* EXERCISE OBJECTIVE *
Down to the final line, print the records again exactly.

* PROVIDED INFORMATION *
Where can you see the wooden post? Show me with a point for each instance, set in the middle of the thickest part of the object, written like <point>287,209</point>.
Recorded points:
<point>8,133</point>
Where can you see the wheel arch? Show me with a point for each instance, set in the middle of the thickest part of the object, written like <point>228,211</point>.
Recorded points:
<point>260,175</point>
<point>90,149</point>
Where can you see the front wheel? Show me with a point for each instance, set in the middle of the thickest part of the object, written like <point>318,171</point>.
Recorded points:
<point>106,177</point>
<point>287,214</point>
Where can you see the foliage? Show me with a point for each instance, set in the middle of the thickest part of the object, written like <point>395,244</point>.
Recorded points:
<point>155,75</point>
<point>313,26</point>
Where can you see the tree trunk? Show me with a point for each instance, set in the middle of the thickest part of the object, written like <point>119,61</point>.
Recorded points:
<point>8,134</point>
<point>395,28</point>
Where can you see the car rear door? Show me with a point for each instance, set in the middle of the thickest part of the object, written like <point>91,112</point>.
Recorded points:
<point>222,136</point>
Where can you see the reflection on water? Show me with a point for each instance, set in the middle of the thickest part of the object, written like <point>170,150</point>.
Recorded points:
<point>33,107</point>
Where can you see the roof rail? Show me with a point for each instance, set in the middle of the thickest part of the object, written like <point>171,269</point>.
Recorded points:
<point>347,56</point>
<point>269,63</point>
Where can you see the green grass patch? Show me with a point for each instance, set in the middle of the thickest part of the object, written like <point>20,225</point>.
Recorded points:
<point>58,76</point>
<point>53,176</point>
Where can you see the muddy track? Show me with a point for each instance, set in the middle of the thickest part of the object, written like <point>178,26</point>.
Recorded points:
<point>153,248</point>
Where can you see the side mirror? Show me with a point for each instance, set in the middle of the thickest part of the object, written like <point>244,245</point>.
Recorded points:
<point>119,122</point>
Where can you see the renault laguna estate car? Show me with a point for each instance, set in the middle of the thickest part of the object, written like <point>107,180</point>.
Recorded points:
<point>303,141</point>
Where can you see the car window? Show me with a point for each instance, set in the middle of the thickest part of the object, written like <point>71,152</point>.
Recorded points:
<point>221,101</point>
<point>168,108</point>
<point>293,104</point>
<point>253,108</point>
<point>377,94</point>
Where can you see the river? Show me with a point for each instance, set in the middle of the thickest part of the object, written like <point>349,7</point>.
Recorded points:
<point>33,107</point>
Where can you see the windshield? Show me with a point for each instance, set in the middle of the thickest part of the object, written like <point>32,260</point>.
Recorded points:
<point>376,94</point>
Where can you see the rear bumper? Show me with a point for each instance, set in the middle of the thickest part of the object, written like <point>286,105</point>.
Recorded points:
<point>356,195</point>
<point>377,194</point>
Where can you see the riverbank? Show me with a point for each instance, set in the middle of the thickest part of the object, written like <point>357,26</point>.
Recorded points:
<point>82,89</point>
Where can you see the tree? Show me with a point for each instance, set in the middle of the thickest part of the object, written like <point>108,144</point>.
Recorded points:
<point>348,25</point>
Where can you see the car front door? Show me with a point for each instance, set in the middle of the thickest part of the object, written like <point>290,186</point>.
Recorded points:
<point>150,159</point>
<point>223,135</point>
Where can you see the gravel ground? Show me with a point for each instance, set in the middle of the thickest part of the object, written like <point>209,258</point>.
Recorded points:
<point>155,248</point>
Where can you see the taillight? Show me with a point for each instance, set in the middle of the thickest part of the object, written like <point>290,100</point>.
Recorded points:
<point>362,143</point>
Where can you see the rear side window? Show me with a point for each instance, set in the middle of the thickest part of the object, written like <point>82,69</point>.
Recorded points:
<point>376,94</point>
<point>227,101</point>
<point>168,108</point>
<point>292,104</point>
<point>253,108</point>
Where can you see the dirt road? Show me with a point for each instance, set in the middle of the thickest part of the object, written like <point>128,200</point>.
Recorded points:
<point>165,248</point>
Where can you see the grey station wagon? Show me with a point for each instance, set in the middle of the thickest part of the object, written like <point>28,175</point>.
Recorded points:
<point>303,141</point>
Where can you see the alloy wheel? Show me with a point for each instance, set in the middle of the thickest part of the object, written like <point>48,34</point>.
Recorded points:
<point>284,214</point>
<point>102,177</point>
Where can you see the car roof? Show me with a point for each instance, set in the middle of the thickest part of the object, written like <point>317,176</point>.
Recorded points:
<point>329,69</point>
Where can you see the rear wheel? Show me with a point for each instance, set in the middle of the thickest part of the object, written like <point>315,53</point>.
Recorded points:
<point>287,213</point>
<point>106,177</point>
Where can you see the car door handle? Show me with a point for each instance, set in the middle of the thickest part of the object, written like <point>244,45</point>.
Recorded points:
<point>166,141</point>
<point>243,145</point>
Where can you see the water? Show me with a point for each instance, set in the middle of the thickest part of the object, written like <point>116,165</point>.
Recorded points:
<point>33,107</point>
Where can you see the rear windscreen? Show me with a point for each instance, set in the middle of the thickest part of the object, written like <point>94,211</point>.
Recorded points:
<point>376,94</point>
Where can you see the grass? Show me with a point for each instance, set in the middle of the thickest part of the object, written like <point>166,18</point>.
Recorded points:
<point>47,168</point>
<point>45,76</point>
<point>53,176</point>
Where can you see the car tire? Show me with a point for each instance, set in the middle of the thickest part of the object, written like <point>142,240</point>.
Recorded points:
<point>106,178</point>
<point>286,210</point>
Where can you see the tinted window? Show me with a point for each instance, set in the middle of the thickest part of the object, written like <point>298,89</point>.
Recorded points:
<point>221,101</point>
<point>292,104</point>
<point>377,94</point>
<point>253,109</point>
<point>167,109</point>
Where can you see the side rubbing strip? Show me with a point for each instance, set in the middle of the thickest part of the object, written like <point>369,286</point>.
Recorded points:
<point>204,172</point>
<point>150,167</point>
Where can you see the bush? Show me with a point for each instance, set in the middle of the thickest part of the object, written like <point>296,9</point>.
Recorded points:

* EXERCISE RESPONSE *
Where can you see the wooden post? Show me with a point for each instance, set in the middle of the thickest part of the object, written like <point>287,209</point>.
Recorded points:
<point>8,133</point>
Where can you see the wheel arch? Show me with a point for each instance, set in the middle of the thickest part of the object, written like <point>228,211</point>.
Recorded points:
<point>260,175</point>
<point>90,149</point>
Where can you see the front wheel? Show me with a point for each instance, set in the middle of the thickest part of the object, written like <point>318,171</point>.
Recorded points:
<point>106,177</point>
<point>287,214</point>
Where can you see the foliage? Show me with a point for each instance, set in the middle of the thickest part of the object, written like <point>395,244</point>.
Recorded points:
<point>155,75</point>
<point>313,26</point>
Where can you see the tree trunk? Show me with a point for each instance, set in the middle of the thickest part of the object, written like <point>119,61</point>.
Recorded points:
<point>8,134</point>
<point>395,28</point>
Where can you see the car rear door? Show me with a point for each instance, set in the middle of the thickest part of the object, written like <point>91,112</point>.
Recorded points:
<point>222,136</point>
Where can you see the reflection on water? Show me with a point for each instance, set in the middle of the thickest part of the object, written like <point>170,150</point>.
Recorded points:
<point>33,107</point>
Where can you see the roof rail? Show me with a point for each instance, set in the middle of the thickest part of the object, written like <point>171,269</point>.
Recorded points:
<point>347,56</point>
<point>269,63</point>
Where can you see the green grass patch? Show me with a point for each instance, set in the middle of the thickest part of the object, written like <point>20,225</point>.
Recorded points:
<point>58,76</point>
<point>53,176</point>
Where can you see the muddy track? Show me with a point for each instance, set in the middle of the thickest part of the object, written like <point>178,26</point>.
Recorded points:
<point>153,248</point>
Where can you see the side mirror? Show me with a point for each instance, set in the middle of the thickest part of the object, written like <point>244,245</point>.
Recorded points:
<point>119,122</point>
Where can you see the renault laguna estate car? Show me with a point for each instance, set in the middle of the thickest part of the object, written like <point>107,180</point>.
Recorded points:
<point>303,141</point>
Where can you see the car window? Show me with a point for each instance, set in the middle of the thickest part of the object, written like <point>71,152</point>.
Recorded points:
<point>221,101</point>
<point>168,108</point>
<point>293,104</point>
<point>253,108</point>
<point>377,94</point>
Where can you see the river? Show me with a point for each instance, set in the middle of the thickest part of the object, written like <point>349,7</point>.
Recorded points:
<point>33,107</point>
Where can you see the windshield? Show me with a point for each instance, set in the middle of the thickest part of the object, written like <point>32,260</point>.
Recorded points:
<point>376,94</point>
Where can you see the rear bumper? Show me with a point for each instance, set in the middle of the thickest part of the object, written like <point>286,105</point>.
Recorded points:
<point>356,195</point>
<point>377,194</point>
Where can you see the riverbank? Show me with a point for each instance, set in the middle of the thickest part of the object, written like <point>357,26</point>.
Recorded points:
<point>82,89</point>
Where can you see the tree? Show me with a point for each instance, set in the middle of the thickest part of the object, written like <point>108,144</point>.
Recorded points:
<point>348,25</point>
Where can you see the car front door? Show me with a point for each instance, set in the middle of the thickest part of the object, written like <point>290,186</point>.
Recorded points:
<point>150,159</point>
<point>223,135</point>
Where can you see the gravel ground? Show me with a point for each instance, set in the middle of the thickest part of the object, written like <point>209,258</point>.
Recorded points:
<point>155,248</point>
Where can you see the taillight? Show me with a point for each instance, set in the middle of the thickest part of the object, written like <point>290,100</point>.
Recorded points:
<point>362,143</point>
Where can you see the rear side window? Show me with a point for each instance, set in the middle of the thickest part of the object, written like <point>82,69</point>.
Recorded points:
<point>376,94</point>
<point>227,101</point>
<point>168,108</point>
<point>292,104</point>
<point>253,108</point>
Where can you see the dirt road? Show me with a point for each instance, set in the middle of the thickest part of the object, written like <point>128,200</point>.
Recorded points:
<point>165,248</point>
Where can you see the grey station wagon? Show me with a point for each instance, set in the middle of the thickest part of the object, written like <point>28,175</point>.
Recorded points:
<point>303,141</point>
Where can you see the alloy wheel? Show me with a point for each instance, set in the middle of the thickest part of the object, written like <point>48,34</point>.
Recorded points:
<point>284,214</point>
<point>102,177</point>
Where can you see the car roof? Show me with a point for each instance, set in the middle of the thickest part of the object, written like <point>317,176</point>.
Recorded points:
<point>329,69</point>
Where can you see the rear wheel? Show me with a point for each instance, set in the middle of the thickest part of the object, written like <point>315,53</point>.
Recorded points:
<point>287,213</point>
<point>106,177</point>
Where can you see the car door handle? Show me with a point for each instance, set in the middle of the thickest part of the object, written like <point>244,45</point>.
Recorded points:
<point>166,141</point>
<point>243,145</point>
Where can you see the water? Show me with a point for each instance, set in the middle of the thickest part of the object, written like <point>116,165</point>.
Recorded points:
<point>33,107</point>
Where can you see the rear windscreen? Show me with a point for each instance, set in the middle of the thickest part of the object, written like <point>94,211</point>.
Recorded points:
<point>376,94</point>
Where can you see the grass? Show me with a point for each instance, set in the middle of the thickest part of the object, written like <point>166,18</point>.
Recorded points:
<point>47,168</point>
<point>45,76</point>
<point>53,176</point>
Where can you see the car tire? Show me with a point for each instance, set in the middle of the thickest part of the object, written like <point>142,240</point>.
Recorded points:
<point>106,178</point>
<point>286,210</point>
Where can you see the tinted window? Show me with a point for each instance, set in the middle of the thickest part of the object, written like <point>298,89</point>.
Recorded points:
<point>221,101</point>
<point>292,104</point>
<point>377,94</point>
<point>253,109</point>
<point>167,109</point>
Where can you see the side rubbing strip? Show me with a point for each instance, set in the middle of the thickest part of the object, written like <point>369,286</point>.
Recorded points:
<point>204,172</point>
<point>150,167</point>
Where can you see the bush? Show me with a point for each instance, set in the middle of the thickest part of the object, written like <point>296,9</point>.
Recorded points:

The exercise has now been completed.